▸ **EXCERPTED TEXT**
########

2. The commission shall adopt and enforce rules to be implemented by the universal service board, governing the system of funding and disbursing funds from the universal service fund in a manner that does not grant a preference or competitive advantage to any telecommunications company or subject a telecommunications company to prejudice or disadvantage. Funds from the universal service fund shall only be used:

(1) To ensure the provision of reasonably comparable essential local telecommunications service, as that definition may be updated by the commission by rule, throughout the state including high cost areas, at just, reasonable and affordable rates;

(2) To assist low-income customers and disabled customers in obtaining affordable essential telecommunications services; and

(3) To pay the reasonable, audited costs of administering the universal service fund.

3. The universal service fund shall be funded through assessments on all telecommunications companies in the state which shall be based on Missouri jurisdictional telecommunications services revenue and other nondiscriminatory factors as determined by the commission. Such assessments shall be paid to the universal service board. A telecommunications company regulated under section 392.245 may, upon providing written notice to the commission, increase the maximum allowable prices for any or all of its telecommunications services except residential basic local telecommunications services above those maximum allowable prices otherwise established in section 392.245 by an amount not to exceed the amount required to recover fifty percent of its assessment under this section. Any increases in the maximum allowable prices for exchange access and basic local telecommunications services other than residential basic local telecommunications services shall be calculated to recover revenues in the same percentage as the revenues from such services bear to such company s total revenues for non-basic, exchange access and basic local other than residential telecommunications services for the preceding twelve months. A telecommunications company regulated under section 392.245 may seek to have the remaining fifty percent of its assessment under this section included in its funding requirements under this section. The commission shall establish the level of the universal service fund funding requirement necessary to fund the purposes set forth in subsection 2 of this section. The universal service fund funding requirements shall be paid by the universal service board in accordance with procedures approved by the commission. A telecommunications company that fails to pay an assessment that is due and payable pursuant to this section may have its certificate revoked or be required to pay appropriate penalties under chapter 386, RSMo, after notice and hearing.

4. To facilitate provision of essential local telecommunications service, the commission shall determine whether and to what extent any telecommunications company in the state providing essential local telecommunications service in any part of the state, shall be eligible to receive funding. Eligibility shall be determined as follows:

(1) A telecommunications company s eligibility to receive support for high cost areas from the universal service fund shall be conditioned upon: (a) the telecommunications company offering essential local telecommunications service, using its own facilities, in whole or in part, throughout an entire high cost area and having carrier of last resort obligations in that high cost area, and (b) the telecommunications company charging a rate not in excess of that set by the commission for essential services in a particular geographic area; and

(2) A telecommunications company s eligibility to receive support to assist low income customers and disabled customers shall be conditioned on the company s providing essential local telecommunications services to such customers pursuant to the discounted rate established by the commission for such customers. Distributions from the universal service fund shall be made by the universal service board in accordance with rules approved by the commission.

5. In local exchange areas subject to competition for essential local telecommunications service, the incumbent local exchange telecommunications company shall be designated as a carrier of last resort for essential local telecommunications service. The commission may, consistent with section 214(e)(2) of the federal Telecommunications Act of 1996, after notice and hearing, designate one or more additional carriers of last resort for any exchange or other area designated by the commission upon a finding that such designation is in the public interest. In exchanges where the commission has designated more than one carrier of last resort, the commission may permit a local exchange telecommunications company to relinquish such obligation, consistent with section 214(e)(4) of the federal Telecommunications Act of 1996, upon a finding that at least one carrier of last resort will continue to serve that area. In local exchange areas not subject to competition for essential local telecommunications service, the incumbent local exchange telecommunications company shall continue to act as the carrier of last resort.

########

▸ **ROWS**
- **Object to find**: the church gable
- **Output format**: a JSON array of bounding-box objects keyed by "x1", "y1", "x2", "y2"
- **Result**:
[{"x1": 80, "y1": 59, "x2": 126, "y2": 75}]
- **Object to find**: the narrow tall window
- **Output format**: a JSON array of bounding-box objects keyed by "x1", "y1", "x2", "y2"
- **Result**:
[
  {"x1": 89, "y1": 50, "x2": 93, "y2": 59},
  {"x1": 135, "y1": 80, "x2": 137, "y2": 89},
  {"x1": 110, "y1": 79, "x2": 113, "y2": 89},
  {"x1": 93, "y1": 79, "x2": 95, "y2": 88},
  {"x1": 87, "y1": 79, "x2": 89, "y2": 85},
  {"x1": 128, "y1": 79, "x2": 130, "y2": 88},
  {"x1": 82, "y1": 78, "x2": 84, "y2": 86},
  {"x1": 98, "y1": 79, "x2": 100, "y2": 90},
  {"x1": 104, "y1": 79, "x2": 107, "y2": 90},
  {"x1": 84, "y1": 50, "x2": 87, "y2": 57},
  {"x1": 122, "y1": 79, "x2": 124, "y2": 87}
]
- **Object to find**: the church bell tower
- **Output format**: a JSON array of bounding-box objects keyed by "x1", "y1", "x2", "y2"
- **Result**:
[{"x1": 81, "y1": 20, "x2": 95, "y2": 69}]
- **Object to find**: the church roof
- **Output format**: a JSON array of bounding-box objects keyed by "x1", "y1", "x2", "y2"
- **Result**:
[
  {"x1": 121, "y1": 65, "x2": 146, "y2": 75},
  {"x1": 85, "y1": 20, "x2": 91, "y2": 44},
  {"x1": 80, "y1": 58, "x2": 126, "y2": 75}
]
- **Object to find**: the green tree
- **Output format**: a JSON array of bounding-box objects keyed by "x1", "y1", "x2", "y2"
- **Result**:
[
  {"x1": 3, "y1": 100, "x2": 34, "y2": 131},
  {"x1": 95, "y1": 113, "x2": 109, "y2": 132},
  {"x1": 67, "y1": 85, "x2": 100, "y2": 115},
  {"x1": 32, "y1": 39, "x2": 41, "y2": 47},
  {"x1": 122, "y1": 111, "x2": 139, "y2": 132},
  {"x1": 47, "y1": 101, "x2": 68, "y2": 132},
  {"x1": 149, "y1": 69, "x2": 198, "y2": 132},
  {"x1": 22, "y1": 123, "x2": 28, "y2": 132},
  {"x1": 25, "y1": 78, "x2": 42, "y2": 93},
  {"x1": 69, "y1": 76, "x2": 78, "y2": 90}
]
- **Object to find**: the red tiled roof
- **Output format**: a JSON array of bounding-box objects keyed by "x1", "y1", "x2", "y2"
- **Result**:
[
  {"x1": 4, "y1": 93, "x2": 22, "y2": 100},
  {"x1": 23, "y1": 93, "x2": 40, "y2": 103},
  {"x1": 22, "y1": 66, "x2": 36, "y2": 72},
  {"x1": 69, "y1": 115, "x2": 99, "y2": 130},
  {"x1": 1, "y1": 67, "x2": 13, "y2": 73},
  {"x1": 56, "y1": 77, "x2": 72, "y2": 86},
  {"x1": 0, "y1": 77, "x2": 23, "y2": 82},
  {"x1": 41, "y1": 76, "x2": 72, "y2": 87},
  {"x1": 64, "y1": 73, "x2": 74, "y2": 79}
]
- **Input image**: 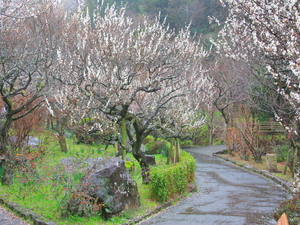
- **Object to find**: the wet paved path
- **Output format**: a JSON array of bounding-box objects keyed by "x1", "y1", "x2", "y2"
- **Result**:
[{"x1": 140, "y1": 146, "x2": 288, "y2": 225}]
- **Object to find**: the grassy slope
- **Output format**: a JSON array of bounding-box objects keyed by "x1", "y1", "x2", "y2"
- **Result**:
[{"x1": 0, "y1": 131, "x2": 166, "y2": 225}]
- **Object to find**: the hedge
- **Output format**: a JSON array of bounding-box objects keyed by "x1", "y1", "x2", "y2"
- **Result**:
[{"x1": 150, "y1": 151, "x2": 196, "y2": 202}]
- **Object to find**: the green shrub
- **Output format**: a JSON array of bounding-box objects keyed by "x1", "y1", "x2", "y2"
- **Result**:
[{"x1": 150, "y1": 151, "x2": 196, "y2": 202}]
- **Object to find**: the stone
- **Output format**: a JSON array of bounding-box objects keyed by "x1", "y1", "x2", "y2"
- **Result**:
[
  {"x1": 266, "y1": 154, "x2": 277, "y2": 172},
  {"x1": 66, "y1": 157, "x2": 140, "y2": 218}
]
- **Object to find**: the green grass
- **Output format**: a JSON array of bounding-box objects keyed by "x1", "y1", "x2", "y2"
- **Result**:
[{"x1": 0, "y1": 132, "x2": 166, "y2": 225}]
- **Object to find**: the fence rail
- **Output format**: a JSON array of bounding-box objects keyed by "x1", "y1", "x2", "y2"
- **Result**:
[{"x1": 258, "y1": 121, "x2": 286, "y2": 134}]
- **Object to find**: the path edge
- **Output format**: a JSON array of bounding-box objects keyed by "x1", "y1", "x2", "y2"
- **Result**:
[{"x1": 212, "y1": 149, "x2": 296, "y2": 194}]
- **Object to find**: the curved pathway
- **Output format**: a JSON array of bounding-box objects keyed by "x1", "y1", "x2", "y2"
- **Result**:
[{"x1": 139, "y1": 146, "x2": 288, "y2": 225}]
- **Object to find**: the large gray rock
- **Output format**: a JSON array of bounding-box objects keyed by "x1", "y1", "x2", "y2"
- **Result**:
[{"x1": 66, "y1": 157, "x2": 140, "y2": 217}]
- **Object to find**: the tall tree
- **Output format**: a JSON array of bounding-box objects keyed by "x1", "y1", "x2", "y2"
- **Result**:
[
  {"x1": 216, "y1": 0, "x2": 300, "y2": 185},
  {"x1": 0, "y1": 1, "x2": 61, "y2": 184}
]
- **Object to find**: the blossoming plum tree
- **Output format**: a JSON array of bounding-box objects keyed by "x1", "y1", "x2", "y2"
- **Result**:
[
  {"x1": 59, "y1": 2, "x2": 211, "y2": 181},
  {"x1": 215, "y1": 0, "x2": 300, "y2": 185}
]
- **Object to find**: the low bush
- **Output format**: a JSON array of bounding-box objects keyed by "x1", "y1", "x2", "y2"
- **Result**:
[
  {"x1": 144, "y1": 136, "x2": 169, "y2": 155},
  {"x1": 150, "y1": 151, "x2": 196, "y2": 202}
]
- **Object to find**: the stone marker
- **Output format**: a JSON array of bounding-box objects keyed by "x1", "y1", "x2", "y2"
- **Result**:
[
  {"x1": 277, "y1": 213, "x2": 289, "y2": 225},
  {"x1": 266, "y1": 154, "x2": 277, "y2": 172},
  {"x1": 65, "y1": 157, "x2": 140, "y2": 218}
]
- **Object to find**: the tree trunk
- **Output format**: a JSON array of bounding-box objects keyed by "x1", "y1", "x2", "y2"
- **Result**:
[
  {"x1": 0, "y1": 114, "x2": 15, "y2": 185},
  {"x1": 58, "y1": 131, "x2": 68, "y2": 153},
  {"x1": 122, "y1": 118, "x2": 127, "y2": 162},
  {"x1": 167, "y1": 141, "x2": 174, "y2": 165},
  {"x1": 132, "y1": 134, "x2": 150, "y2": 184},
  {"x1": 2, "y1": 148, "x2": 16, "y2": 185},
  {"x1": 175, "y1": 137, "x2": 180, "y2": 163}
]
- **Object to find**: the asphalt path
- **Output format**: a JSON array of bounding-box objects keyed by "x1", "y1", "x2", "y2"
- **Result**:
[{"x1": 139, "y1": 146, "x2": 289, "y2": 225}]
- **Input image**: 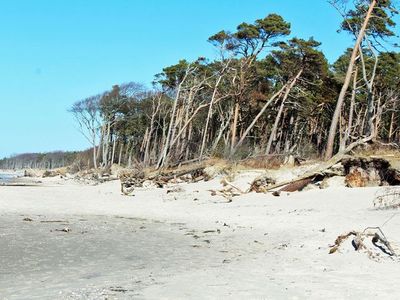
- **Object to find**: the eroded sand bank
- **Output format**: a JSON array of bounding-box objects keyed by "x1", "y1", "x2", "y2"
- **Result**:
[{"x1": 0, "y1": 179, "x2": 400, "y2": 299}]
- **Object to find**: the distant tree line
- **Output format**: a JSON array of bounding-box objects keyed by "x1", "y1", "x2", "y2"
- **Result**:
[
  {"x1": 70, "y1": 0, "x2": 400, "y2": 167},
  {"x1": 0, "y1": 151, "x2": 79, "y2": 169},
  {"x1": 5, "y1": 0, "x2": 394, "y2": 169}
]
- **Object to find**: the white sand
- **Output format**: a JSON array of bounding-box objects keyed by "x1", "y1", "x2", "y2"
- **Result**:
[{"x1": 0, "y1": 176, "x2": 400, "y2": 299}]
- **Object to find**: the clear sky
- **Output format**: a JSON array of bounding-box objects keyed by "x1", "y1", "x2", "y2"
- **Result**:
[{"x1": 0, "y1": 0, "x2": 394, "y2": 157}]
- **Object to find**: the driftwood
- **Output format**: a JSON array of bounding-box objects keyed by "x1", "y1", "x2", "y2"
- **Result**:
[
  {"x1": 266, "y1": 136, "x2": 400, "y2": 191},
  {"x1": 329, "y1": 227, "x2": 397, "y2": 260},
  {"x1": 119, "y1": 167, "x2": 209, "y2": 195}
]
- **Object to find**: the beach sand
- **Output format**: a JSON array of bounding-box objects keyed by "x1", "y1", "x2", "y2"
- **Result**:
[{"x1": 0, "y1": 176, "x2": 400, "y2": 299}]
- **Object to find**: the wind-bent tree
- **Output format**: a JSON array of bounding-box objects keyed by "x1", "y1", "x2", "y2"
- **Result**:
[
  {"x1": 69, "y1": 95, "x2": 101, "y2": 169},
  {"x1": 325, "y1": 0, "x2": 396, "y2": 159}
]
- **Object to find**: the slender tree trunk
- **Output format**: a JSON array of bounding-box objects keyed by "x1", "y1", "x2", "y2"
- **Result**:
[
  {"x1": 325, "y1": 0, "x2": 377, "y2": 160},
  {"x1": 265, "y1": 69, "x2": 303, "y2": 155},
  {"x1": 231, "y1": 102, "x2": 240, "y2": 155},
  {"x1": 231, "y1": 84, "x2": 287, "y2": 156},
  {"x1": 199, "y1": 75, "x2": 222, "y2": 160}
]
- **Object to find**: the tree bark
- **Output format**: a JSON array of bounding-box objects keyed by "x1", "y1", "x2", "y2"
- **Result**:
[{"x1": 325, "y1": 0, "x2": 377, "y2": 160}]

########

▸ **EXERCISE SET**
- A) Answer these questions from the statute excerpt:
(i) To whom are the assessments for the universal service fund paid?
(ii) What percentage of its assessment may a company regulated under section 392.245 recover by raising its maximum allowable prices?
(iii) In local exchange areas not subject to competition, which company continues to act as the carrier of last resort?
- B) Change "audited" to "verified" in the statute excerpt, between "(1) To ensure" and "universal service fund.", inclusive.

▸ **RESPONSES TO THE TASKS**
- A)
(i) The universal service board.
(ii) Fifty percent.
(iii) The incumbent local exchange telecommunications company.

- B)
(1) To ensure the provision of reasonably comparable essential local telecommunications service, as that definition may be updated by the commission by rule, throughout the state including high cost areas, at just, reasonable and affordable rates;

(2) To assist low-income customers and disabled customers in obtaining affordable essential telecommunications services; and

(3) To pay the reasonable, verified costs of administering the universal service fund.